## THE EXERCISE:
Reproduce the full text on the IASC Foundation word for word, with no changes.

-- START ARTICLE --

The International Accounting Standards Committee (IASC) was formed in 1973 by professional accounting bodies from various countries. Accounting standards were set by a part-time, volunteer IASC board. However, a change in structure was needed to bring about the convergence of national and international standards and to produce high quality global standards. In 2001, the International Accounting Standards Committee Foundation (IASC Foundation) was formed as a non-profit organisation.

The IASC Foundation aims "to develop a single set of high quality, understandable, enforceable and globally accepted international financial reporting standards." (IFRS, 2010, accessed 02/12/10) It has two main bodies: the Trustees and International Accounting Standards Board (IASB) but also has Standards Advisory Council (SAC) and International Financial Reporting Interpretations Committee (IFRIC).

The Trustees have responsibility for governance and fundraising. They approve the annual budget and publish an annual report. The Trustees review the strategy and effectiveness of the IASC Foundation and the IASB, but do not determine their agenda. They promote the use of IFRS.

The IASB is an independent standard setting board and is responsible for issuing IFRS. The Board adopted International Accounting Standards (IAS), which were issued by the IASC. The IASB work closely with IFRIC, SAC and national standard setters to determine their agenda.

The International Organisation of Securities Commissions (IOSCO) agreed with the IASB a set of standards to work on and if acceptable they would promote adoption to their members. IASB and IOSCO work to resolve outstanding issues.

The SAC provide a forum for participation were individuals and organisations who are interested in international financial reporting can interact. The main objectives are to advise the IASB on their agenda and priorities and inform the IASB of views which arise during the standard setting process.

-- END ARTICLE --
-- START GIVEN DATA --

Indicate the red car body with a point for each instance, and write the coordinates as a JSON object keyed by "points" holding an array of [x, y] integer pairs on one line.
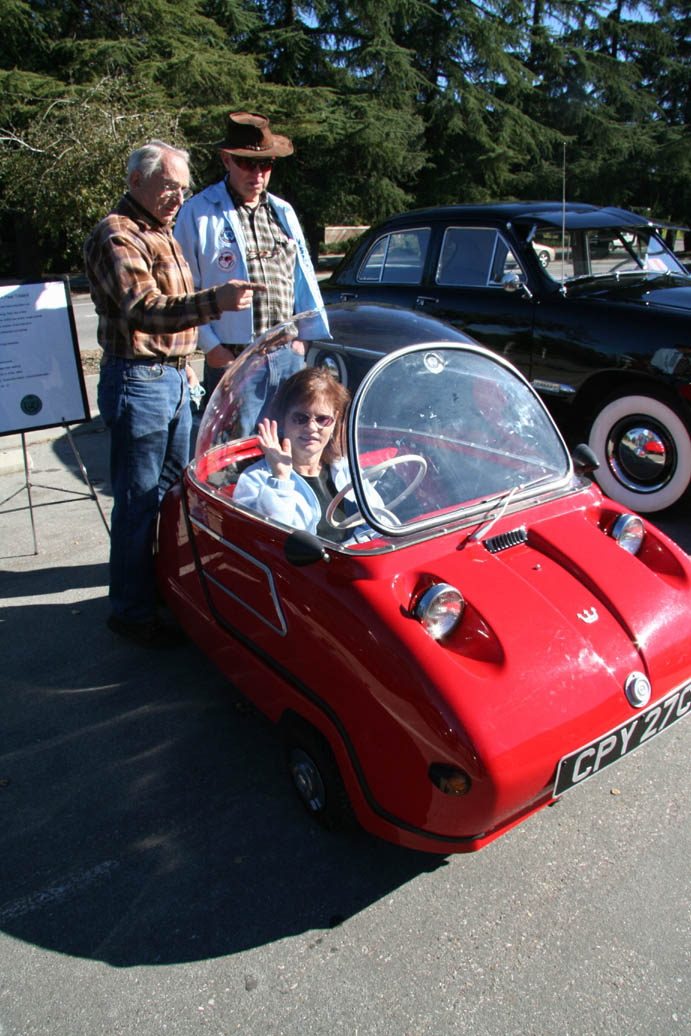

-- END GIVEN DATA --

## COMPLETED TASK:
The International Accounting Standards Committee (IASC) was formed in 1973 by professional accounting bodies from various countries. Accounting standards were set by a part-time, volunteer IASC board. However, a change in structure was needed to bring about the convergence of national and international standards and to produce high quality global standards. In 2001, the International Accounting Standards Committee Foundation (IASC Foundation) was formed as a non-profit organisation.

The IASC Foundation aims "to develop a single set of high quality, understandable, enforceable and globally accepted international financial reporting standards." (IFRS, 2010, accessed 02/12/10) It has two main bodies: the Trustees and International Accounting Standards Board (IASB) but also has Standards Advisory Council (SAC) and International Financial Reporting Interpretations Committee (IFRIC).

The Trustees have responsibility for governance and fundraising. They approve the annual budget and publish an annual report. The Trustees review the strategy and effectiveness of the IASC Foundation and the IASB, but do not determine their agenda. They promote the use of IFRS.

The IASB is an independent standard setting board and is responsible for issuing IFRS. The Board adopted International Accounting Standards (IAS), which were issued by the IASC. The IASB work closely with IFRIC, SAC and national standard setters to determine their agenda.

The International Organisation of Securities Commissions (IOSCO) agreed with the IASB a set of standards to work on and if acceptable they would promote adoption to their members. IASB and IOSCO work to resolve outstanding issues.

The SAC provide a forum for participation were individuals and organisations who are interested in international financial reporting can interact. The main objectives are to advise the IASB on their agenda and priorities and inform the IASB of views which arise during the standard setting process.